作業内容 1
赤ちゃんの記憶力を扱った本文で、筆者が思い出せる最も古い記憶はいつ頃のものですか。
作業内容 2
赤ちゃんの記憶力を扱った本文を、最後の文の次から書き継いでください。

本文抜粋
☆ ☆ ☆ ☆
7日間でパパを忘れる幼児期健忘。赤ちゃんの記憶力は生後3ヶ月で1週間、3歳までは記憶が定着しない

子どもの記憶力って、凄いですよね。

自分自身のことを振り返ってみると、好きな曲のタイトルや歌手名、さらには歌詞まで意識する事なく覚えることができました。最近は「あれ何だっけ? 今、流行っている……」と、全然覚えられません。

いつからかわかりませんが、大人になると覚えが悪くなる。年齢分の知識・経験により深みのある思考はできいぇも、記憶力は年々低下してくるのです。

では、もっと幼い子ども。乳幼児の記憶力はどれくらいなのか、ご存知でしょうか。

実は、赤ちゃんの記憶力って……

赤ちゃんの記憶力は、どれくらいある?

僕自身の記憶を振り返ってみると、4〜5歳で入園した保育園時代の記憶が、ほんのわずか残っています。

  • 手足口病になって「変な名前だな」と思ったこと
  • 保育園の椅子に結んだ座ぶとんの紐がほどけずに苦労したこと
  • ある朝、母親に保育園に送られて、入口の門で突然悲しくなって泣いたこと、など

断片的で変な記憶ばかりですが、これが僕が思い出せる最も古い記憶です。

先日、友達の5歳の子供に「赤ちゃんの頃って覚えてる?」と質問したら、「覚えていない」とあっさり言われました。忘れるのではなく、乳幼児の記憶力って、そもそもすごく短期的ものなのでしょう。

気になって検索したら、日本心理学会の記事にたどり着きました。
☆ ☆ ☆ ☆
データ記録
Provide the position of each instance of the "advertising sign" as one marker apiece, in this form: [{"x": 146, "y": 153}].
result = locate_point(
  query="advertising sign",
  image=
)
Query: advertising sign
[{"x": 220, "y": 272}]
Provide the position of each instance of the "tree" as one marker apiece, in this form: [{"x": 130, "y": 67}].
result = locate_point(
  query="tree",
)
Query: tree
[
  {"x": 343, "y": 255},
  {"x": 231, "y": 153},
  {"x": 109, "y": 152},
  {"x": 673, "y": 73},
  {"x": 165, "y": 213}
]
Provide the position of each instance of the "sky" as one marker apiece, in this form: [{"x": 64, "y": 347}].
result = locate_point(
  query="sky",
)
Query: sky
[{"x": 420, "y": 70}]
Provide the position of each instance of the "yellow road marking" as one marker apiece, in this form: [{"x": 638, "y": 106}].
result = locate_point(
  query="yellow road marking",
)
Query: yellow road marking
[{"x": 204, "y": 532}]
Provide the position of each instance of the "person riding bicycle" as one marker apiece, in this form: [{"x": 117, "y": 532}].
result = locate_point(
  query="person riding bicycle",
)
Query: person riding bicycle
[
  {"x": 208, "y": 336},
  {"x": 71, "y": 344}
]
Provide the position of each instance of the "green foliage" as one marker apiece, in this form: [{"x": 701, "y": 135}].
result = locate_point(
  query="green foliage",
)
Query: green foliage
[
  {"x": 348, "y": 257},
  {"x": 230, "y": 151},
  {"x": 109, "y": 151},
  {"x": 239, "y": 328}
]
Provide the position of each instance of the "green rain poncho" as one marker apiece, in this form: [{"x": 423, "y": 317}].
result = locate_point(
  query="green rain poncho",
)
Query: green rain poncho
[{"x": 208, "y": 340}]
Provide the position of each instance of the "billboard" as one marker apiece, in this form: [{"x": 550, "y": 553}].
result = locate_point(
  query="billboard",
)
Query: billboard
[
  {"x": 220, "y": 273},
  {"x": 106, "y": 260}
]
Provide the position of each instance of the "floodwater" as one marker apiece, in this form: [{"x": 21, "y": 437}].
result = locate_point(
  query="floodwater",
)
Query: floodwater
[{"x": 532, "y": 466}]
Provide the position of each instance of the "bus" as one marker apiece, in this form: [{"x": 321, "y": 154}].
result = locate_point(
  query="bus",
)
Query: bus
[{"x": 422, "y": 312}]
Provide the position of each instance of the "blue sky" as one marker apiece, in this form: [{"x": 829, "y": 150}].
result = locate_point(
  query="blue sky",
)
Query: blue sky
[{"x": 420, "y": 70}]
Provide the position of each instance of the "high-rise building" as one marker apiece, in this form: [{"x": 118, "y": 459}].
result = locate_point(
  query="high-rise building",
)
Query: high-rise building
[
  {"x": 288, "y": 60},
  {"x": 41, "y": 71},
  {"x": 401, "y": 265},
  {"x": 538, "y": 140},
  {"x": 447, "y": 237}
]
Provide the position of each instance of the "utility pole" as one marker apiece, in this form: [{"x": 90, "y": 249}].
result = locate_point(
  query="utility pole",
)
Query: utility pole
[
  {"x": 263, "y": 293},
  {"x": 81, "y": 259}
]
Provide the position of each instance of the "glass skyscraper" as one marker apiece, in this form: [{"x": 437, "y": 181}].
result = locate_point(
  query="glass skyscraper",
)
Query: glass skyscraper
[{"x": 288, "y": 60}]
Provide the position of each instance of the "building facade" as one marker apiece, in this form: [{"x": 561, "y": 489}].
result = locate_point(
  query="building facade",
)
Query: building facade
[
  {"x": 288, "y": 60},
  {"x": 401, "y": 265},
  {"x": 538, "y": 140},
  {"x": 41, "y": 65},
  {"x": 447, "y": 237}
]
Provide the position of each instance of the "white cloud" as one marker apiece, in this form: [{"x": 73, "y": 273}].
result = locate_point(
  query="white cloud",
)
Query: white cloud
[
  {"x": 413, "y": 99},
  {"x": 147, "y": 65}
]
☆ ☆ ☆ ☆
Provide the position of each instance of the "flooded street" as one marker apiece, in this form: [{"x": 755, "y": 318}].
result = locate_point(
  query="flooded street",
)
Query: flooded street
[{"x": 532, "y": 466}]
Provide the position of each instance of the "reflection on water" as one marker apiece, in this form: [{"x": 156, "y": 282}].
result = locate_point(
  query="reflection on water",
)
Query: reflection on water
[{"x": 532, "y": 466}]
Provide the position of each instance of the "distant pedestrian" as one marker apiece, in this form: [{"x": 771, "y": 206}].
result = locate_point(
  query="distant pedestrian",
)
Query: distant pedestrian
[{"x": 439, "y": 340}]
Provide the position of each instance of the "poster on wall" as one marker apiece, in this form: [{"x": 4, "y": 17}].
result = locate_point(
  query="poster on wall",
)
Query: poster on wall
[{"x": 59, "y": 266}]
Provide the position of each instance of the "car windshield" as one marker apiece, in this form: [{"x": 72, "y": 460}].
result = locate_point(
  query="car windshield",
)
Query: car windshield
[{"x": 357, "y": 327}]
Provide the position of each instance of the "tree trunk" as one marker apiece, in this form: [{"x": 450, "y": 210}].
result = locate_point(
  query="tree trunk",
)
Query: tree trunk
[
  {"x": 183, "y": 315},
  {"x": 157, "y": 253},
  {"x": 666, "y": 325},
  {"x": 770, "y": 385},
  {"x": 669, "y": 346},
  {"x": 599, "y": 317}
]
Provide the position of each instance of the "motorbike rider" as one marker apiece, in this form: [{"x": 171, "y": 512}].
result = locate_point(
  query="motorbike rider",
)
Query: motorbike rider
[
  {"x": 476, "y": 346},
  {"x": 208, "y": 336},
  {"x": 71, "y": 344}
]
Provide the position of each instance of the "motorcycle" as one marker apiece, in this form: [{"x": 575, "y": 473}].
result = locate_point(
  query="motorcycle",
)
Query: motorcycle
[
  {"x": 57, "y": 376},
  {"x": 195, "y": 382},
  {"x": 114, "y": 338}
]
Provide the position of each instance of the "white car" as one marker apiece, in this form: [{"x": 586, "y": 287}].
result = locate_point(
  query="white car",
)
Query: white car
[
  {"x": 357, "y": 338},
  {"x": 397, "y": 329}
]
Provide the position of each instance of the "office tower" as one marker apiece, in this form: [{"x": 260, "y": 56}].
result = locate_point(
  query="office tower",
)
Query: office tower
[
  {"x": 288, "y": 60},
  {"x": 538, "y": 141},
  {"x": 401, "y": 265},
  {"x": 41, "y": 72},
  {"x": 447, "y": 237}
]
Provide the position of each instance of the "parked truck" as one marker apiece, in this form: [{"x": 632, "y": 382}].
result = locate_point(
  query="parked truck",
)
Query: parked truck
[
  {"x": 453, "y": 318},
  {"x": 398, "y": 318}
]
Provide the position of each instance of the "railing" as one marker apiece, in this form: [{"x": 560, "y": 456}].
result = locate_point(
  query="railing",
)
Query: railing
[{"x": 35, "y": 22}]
☆ ☆ ☆ ☆
結果 1
4〜5歳で入園した保育園時代の記憶です。

結果 2
幼児健忘期。記憶保持期間は、生後3カ月で1週間、4カ月で2週間

Q. 子どものときのことを覚えていないのはなぜ?

公益社団法人「日本心理学会」の『心理学Q&A』に、掲載されていた質問です。「どうして赤ちゃんのころの記憶がないのでしょうか」という質問に対する回答をご紹介します。

ヒトは誰しも赤ちゃんだったころのことを覚えていません。これを幼児期健忘といいます。詳しく思い出せたのは3歳以降のことばかりで、それ以前についてはほとんど何も覚えていないことがわかりました。

 

しかし、乳児期にまったく記憶できないわけではありません。これまでの研究で、ヒトの生後3カ月で1週間4カ月で2週間ほど記憶が保持されていることがわかっています

 

心理学ふしぎふしぎ:日本心理学会 より一部抜粋

赤ちゃんの記憶力

記憶保持期間

  • 生後3ヶ月:1週間
  • 生後4ヶ月:2週間

3歳までの記憶は、ほとんど残らない

とにかく、3歳未満の乳幼児は記憶力が低い、ということがわかりました。「幼児期健忘」(ようじきけんぼう)という名前までついています。

「妻が幼い子どもを連れて一時帰省」
「夫が長期出張」

などで、父親と久しぶりに会ったらパパの事を忘れていて泣かれた、ということをよく良く聞きますが、本当にすぐに忘れてしまう時期だったようです。

記憶力がたったの1週間。
そんな映画もありましたね。

とにかく、子供が幼いうちは、7日間以上の出張などで「親のことを忘れてしまう」と覚悟しておかないといけませんね

ちなみに、日本心理学会によると、「いつ」「どこで」「何をしたか」というエピソード記憶は4歳くらいからとのこと。つまり、3歳までの記憶力はとても未熟なのです。

ストーリーの記憶は4歳から。

覚えられない理由は?

幼児健忘期については、まだまだ解明されていない事が多く、最近のニュースでも研究中の過程が時々記事になっています。

覚えられない理由については、2つの説があります。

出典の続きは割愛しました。